## GIVEN PROBLEM 1:
Reproduce word for word the passage of the trial report that runs from "The prosecution’s opening" down to "of the incident.".

# PAGE EXTRACT start

Before opening statements, former police detective and private investigator Larry Flair took the witness stand to determine what lines of testimony would be permissible from him in court. The prosecution attempted to limit Mr. Flair’s testimony, while the defense made the case that Mr. Flair was an expert, and essential to the defense. Mr. Flair is expected to be the primary Witness, if not the only witness from the defense beyond Chris Ferrell.
After being sworn in, Mr. Flair explained his investigation of the crime scene at the Pit and Barrel bar, which offered new insights into the scene and circumstances of the shooting.
Three shots were fired by Chris Ferrell from a .22 pistol, with the 3rd strike hitting Wayne Mills in the top of the head according to the defense. The shooting happened right by the door of the Pit & Barrel. Nashville police detectives found a bullet to the right of the door, what they believed to be a strike mark on the wall to the left of the door caused by the second bullet, and the third bullet fired was the one that killed Wayne Mills. However Larry Flair was able to discover the second bullet in the wall by the right of the door. As soon as he found the bullet, he called police investigators to collect the further evidence.
Ultimately Judge Dozier decided that Larry Flair could testify as long as it didn’t have to do with matters dealing with the self-defense claim, and could remain in court to counsel the defense if necessary. It was also revealed that Larry Flair was paid $10,000 to investigate the crime scene, and a partner of his was also paid $10,000 to work the case. Flair is also being paid $125/hr. for his work in the trial.
The prosecution’s opening statement was delivered by Assistant District Attorney Wesley King. He began by mentioning the George Jones tribute concert at the Bridgestone Arena earlier during the night Wayne Mills was killed, and how Wayne Mills had attended the tribute. Then prosecution explained how the events of the evening resulted in Chris Ferrell shooting Wayne Mills. “What he did was he shot someone unarmed, moving away from him,” said Mr. King. He also said Wayne had a “negligible” amount of amphetamine in his system at the time of the incident.
Wesley King described how Wayne Mills went to see Shooter Jennings play at the Full Moon Saloon before the shooting, and later went to the Pit and Barrel bar with Shooter Jennings and others.
The prosecution then briefly spelled out some of the moments leading up to the shooting, including that after Wayne was shot, he fell outside of the Pit and Barrel. And then the prosecution focused in on what happened after. Wesley King said Chris Ferrell did four things before he called 911:
1. He ran outside and rolled Wayne Mills over.

# PAGE EXTRACT end
# MATERIAL SUPPLIED start

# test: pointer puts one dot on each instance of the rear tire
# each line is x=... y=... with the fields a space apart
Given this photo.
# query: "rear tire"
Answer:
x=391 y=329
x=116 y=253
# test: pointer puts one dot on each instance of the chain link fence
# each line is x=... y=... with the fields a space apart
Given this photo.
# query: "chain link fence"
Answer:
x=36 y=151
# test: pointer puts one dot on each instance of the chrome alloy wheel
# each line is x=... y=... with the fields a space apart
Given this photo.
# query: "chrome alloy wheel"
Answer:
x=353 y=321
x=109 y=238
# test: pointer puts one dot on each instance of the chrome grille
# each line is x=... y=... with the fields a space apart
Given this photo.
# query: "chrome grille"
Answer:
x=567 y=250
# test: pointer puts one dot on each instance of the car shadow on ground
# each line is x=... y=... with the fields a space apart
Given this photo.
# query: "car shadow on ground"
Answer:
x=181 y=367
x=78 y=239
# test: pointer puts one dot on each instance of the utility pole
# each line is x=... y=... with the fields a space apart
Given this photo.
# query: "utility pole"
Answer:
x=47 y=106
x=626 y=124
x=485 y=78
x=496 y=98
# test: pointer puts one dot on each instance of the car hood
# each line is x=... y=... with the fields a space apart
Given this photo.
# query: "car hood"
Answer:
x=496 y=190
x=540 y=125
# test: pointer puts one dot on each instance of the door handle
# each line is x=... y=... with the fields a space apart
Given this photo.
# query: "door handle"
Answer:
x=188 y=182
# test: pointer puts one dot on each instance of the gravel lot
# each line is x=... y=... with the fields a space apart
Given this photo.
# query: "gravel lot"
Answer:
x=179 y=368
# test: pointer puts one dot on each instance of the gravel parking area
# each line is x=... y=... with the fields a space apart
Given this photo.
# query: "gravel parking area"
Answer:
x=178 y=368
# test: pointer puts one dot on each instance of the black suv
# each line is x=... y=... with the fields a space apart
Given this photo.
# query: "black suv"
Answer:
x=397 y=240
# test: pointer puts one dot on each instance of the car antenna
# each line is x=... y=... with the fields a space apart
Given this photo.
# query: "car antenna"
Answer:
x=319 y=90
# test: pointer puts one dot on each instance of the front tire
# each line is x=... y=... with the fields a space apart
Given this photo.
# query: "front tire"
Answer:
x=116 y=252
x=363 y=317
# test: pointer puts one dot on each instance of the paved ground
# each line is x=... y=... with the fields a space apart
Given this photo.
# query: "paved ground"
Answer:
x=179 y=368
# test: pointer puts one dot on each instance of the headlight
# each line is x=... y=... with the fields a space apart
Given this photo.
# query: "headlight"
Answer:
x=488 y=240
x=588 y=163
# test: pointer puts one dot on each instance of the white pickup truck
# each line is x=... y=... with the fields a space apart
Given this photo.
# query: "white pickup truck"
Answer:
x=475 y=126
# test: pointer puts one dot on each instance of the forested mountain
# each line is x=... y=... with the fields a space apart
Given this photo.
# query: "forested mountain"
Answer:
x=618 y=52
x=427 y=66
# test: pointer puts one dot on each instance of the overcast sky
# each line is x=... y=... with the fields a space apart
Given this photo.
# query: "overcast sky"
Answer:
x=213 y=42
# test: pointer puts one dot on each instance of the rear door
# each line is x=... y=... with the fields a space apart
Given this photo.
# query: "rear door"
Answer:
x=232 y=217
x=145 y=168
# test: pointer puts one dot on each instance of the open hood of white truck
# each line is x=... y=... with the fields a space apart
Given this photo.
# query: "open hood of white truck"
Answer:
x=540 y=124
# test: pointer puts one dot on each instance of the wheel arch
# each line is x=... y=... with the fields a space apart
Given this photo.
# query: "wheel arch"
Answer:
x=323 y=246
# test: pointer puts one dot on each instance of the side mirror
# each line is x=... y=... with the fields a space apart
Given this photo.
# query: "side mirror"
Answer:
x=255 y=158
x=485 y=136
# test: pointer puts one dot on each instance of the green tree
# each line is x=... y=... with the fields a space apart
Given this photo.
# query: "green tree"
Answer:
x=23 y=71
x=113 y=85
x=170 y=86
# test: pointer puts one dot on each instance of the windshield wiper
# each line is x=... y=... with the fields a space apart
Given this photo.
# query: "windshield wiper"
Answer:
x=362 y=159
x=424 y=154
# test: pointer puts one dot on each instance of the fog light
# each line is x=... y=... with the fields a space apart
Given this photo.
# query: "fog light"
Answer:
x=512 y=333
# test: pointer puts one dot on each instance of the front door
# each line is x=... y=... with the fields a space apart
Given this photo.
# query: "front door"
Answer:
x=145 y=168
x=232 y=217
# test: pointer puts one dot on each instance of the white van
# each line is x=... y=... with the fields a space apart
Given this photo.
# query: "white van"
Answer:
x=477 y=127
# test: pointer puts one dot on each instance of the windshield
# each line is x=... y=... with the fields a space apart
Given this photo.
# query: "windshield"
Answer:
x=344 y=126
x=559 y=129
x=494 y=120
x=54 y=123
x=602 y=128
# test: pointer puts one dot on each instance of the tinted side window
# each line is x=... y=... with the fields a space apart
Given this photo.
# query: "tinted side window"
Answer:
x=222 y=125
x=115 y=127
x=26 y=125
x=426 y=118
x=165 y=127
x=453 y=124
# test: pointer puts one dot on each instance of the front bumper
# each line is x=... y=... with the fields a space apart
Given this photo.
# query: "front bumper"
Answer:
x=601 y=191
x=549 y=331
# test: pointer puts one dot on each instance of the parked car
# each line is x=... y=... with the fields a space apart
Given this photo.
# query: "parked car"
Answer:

# MATERIAL SUPPLIED end

## GIVEN PROBLEM 2:
Report each line of the listing that contains the string "parked".

## WORKED SOLUTION 1:
The prosecution’s opening statement was delivered by Assistant District Attorney Wesley King. He began by mentioning the George Jones tribute concert at the Bridgestone Arena earlier during the night Wayne Mills was killed, and how Wayne Mills had attended the tribute. Then prosecution explained how the events of the evening resulted in Chris Ferrell shooting Wayne Mills. “What he did was he shot someone unarmed, moving away from him,” said Mr. King. He also said Wayne had a “negligible” amount of amphetamine in his system at the time of the incident.

## WORKED SOLUTION 2:
# test: pointer puts one dot on each instance of the parked car
# query: "parked car"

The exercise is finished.